■ **Given task**
Identify each line in the rows below that contains the word "tree", and copy every such line.

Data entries
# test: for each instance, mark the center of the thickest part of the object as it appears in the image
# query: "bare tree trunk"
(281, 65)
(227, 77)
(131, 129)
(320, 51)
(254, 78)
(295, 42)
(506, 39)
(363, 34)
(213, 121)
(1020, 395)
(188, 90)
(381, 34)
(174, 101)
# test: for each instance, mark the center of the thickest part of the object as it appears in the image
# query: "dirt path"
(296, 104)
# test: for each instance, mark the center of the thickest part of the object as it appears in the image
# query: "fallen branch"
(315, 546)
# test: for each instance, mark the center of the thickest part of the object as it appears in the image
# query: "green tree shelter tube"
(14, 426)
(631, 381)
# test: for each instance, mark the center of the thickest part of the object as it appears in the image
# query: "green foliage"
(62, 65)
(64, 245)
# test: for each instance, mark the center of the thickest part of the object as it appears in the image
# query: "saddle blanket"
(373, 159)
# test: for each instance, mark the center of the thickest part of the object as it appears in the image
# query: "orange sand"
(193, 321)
--
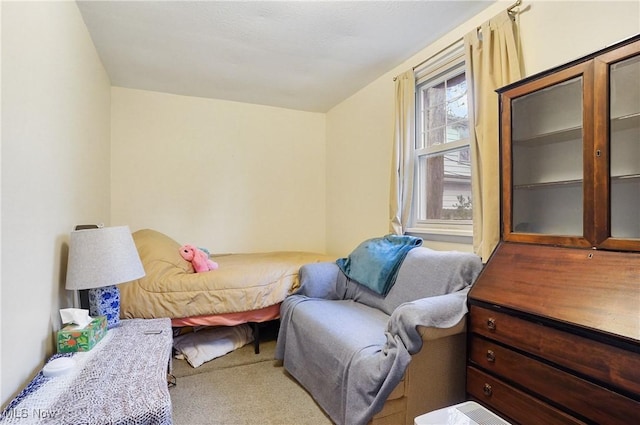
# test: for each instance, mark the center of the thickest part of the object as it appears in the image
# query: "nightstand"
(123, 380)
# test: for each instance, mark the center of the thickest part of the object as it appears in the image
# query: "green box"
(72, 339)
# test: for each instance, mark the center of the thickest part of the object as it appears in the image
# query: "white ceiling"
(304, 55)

■ **Full output**
# query: "bare tree trunk"
# query: "green tree shelter tube"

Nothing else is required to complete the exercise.